In the travel account below, what is the passage that begins with the words containing "Gamelan music, which" and ends with "restaurants all year."? Write it out word for word.

Document excerpt:
################
He seated us outside his house, where a table was covered with Javanese snacks that he urged us to try as he poured tea for everybody.
After making sure we were all settled, Mr. Tijab disappeared into the house and re-emerged with a rebab. He sat down and serenaded us with the strange, one-stringed instrument while we ate. Next, he chose me as his protégée and helped me place the rebab on my lap and grip the bow.
To be honest, I don’t like music very much, and I didn’t think the instrument sounded particularly good even when played by our teacher. I felt that the rebab just sounded like unnecessary noise regardless of how skilled the player was.
This is why I was surprised at how much I enjoyed what came next. Mr. Tijab led us into his house, which was occupied by so many instruments that it wouldn’t be much of an exaggeration to say that he lived in an orchestra. He assigned us each an instrument and Atik helped translate his instructions. We practiced over and over until it was time to play all of our parts together.
Gamelan music, which consists mostly of various traditional metallophones like the ones we played, is ubiquitous in Indonesia, and I was thrilled to be creating the same tune that I’ve heard playing in shops and restaurants all year.
After perhaps ten minutes of playing, Mr. Tijab was excited to introduce us to still more traditional artifacts. He demonstrated some of the puppets while Atik told us the stories that were associated with each puppet character. Then he brought out a costume that is worn during Javanese dance performances and insisted that somebody try it on.
Since nobody else in our group volunteered, I stood up and Mr. Tijab rushed to dress me, lamenting that it didn’t fit properly because I was too thin–“Kecil!” he exclaimed when the belt slid right over my hips and he had to knot it several times in the back to keep it on long enough for Josh to get a picture.
Before we left, Mr. Tijab insisted on feeding us again, even though we were all still full from our huge breakfast and the snacks that he had stuffed us with. Nonetheless, we nibbled on tempeh and gado-gado as we appreciated the view from our host’s window.
Our meal finished, we thanked Mr. Tijab profusely and hopped in the car. Our final destination was Mendut Temple and Monastery. Though Josh and I had been there before, we were excited to experience it with Atik.
She led us first around the monastery, where she pointed out the important statues and symbols, gave us a condensed history of Siddhartha Gautama’s transformation into the enlightened Buddha, and even shared the story of her own spiritual journey.
################
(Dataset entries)

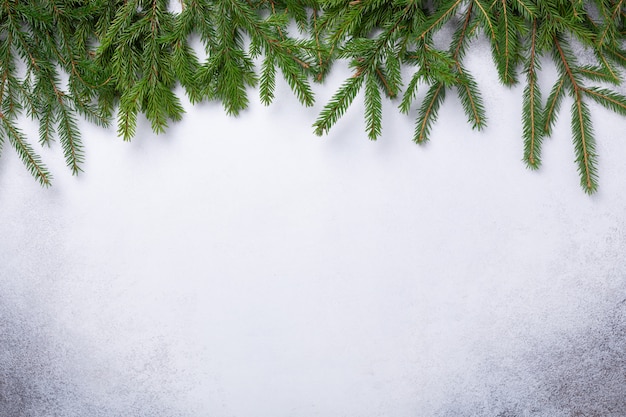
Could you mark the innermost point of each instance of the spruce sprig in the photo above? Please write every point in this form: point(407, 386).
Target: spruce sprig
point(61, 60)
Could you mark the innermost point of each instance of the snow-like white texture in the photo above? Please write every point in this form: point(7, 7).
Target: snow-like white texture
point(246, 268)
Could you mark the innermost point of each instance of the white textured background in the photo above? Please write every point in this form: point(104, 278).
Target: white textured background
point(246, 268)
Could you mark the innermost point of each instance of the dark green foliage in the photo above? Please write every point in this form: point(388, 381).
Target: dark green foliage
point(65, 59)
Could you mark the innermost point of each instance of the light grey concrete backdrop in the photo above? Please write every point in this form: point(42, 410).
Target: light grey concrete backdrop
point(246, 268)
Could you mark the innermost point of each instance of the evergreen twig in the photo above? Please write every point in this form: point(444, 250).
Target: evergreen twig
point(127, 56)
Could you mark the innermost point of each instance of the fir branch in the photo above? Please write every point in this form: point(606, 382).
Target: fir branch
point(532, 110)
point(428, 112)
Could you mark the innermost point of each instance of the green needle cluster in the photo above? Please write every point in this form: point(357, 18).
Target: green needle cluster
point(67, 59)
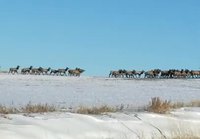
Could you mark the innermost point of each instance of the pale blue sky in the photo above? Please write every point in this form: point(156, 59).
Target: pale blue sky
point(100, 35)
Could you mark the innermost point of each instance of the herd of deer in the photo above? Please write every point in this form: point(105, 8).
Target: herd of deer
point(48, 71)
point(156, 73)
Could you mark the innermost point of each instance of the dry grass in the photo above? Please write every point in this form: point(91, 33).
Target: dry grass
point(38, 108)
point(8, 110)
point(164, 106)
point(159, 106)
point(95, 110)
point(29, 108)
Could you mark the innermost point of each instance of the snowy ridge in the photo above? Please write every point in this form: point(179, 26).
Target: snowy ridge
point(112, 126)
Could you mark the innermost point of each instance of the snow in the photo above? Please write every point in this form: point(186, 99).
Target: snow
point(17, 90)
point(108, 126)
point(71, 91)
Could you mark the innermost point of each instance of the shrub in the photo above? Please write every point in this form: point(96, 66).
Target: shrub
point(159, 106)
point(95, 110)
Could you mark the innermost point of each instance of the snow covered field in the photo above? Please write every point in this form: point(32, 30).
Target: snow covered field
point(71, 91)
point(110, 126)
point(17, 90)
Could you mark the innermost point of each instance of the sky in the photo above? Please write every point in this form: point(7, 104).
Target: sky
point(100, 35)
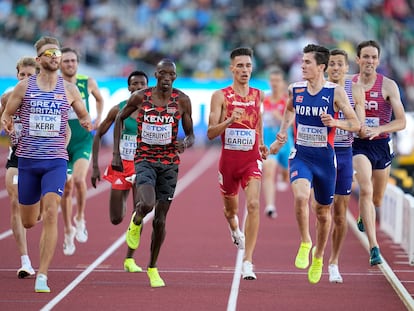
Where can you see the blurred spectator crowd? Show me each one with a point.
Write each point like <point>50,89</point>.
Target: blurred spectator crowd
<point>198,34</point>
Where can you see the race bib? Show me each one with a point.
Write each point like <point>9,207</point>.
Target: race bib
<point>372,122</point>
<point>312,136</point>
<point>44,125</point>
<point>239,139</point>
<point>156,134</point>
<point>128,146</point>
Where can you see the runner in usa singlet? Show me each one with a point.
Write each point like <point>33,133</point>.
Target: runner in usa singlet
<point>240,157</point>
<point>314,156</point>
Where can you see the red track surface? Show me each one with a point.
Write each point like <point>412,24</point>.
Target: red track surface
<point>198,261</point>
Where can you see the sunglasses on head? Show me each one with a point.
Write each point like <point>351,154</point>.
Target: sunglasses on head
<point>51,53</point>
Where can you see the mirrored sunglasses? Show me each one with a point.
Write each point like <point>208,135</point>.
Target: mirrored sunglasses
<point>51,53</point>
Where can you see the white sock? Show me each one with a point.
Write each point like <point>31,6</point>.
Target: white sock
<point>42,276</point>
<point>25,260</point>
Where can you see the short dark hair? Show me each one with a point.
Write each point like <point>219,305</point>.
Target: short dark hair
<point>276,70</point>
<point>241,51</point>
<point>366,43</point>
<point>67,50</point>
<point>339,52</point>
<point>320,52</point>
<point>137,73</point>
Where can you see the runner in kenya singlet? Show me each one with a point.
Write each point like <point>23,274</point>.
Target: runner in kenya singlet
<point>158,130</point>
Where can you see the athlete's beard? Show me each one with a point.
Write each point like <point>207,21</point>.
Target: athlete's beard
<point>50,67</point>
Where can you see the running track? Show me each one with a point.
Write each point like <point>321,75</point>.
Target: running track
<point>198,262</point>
################
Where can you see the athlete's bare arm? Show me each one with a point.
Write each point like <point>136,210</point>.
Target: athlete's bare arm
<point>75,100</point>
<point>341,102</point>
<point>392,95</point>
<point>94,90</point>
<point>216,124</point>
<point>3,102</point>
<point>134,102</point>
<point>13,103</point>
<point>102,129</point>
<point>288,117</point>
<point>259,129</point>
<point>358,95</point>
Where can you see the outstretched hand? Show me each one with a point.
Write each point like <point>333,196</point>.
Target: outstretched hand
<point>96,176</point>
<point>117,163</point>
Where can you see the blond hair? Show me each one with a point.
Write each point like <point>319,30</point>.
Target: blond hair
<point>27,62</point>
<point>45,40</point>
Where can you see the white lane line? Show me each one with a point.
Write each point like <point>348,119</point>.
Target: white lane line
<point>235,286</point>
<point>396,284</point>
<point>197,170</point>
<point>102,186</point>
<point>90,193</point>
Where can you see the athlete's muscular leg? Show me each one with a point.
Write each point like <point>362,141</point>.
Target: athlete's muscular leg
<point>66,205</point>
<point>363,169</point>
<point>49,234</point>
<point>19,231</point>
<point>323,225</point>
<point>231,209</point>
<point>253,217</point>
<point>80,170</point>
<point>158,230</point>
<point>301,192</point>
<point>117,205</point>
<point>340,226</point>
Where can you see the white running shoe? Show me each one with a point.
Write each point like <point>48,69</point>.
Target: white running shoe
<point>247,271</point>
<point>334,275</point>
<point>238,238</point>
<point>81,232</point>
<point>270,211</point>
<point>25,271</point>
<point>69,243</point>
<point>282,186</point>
################
Expected answer:
Gamelan music, which consists mostly of various traditional metallophones like the ones we played, is ubiquitous in Indonesia, and I was thrilled to be creating the same tune that I’ve heard playing in shops and restaurants all year.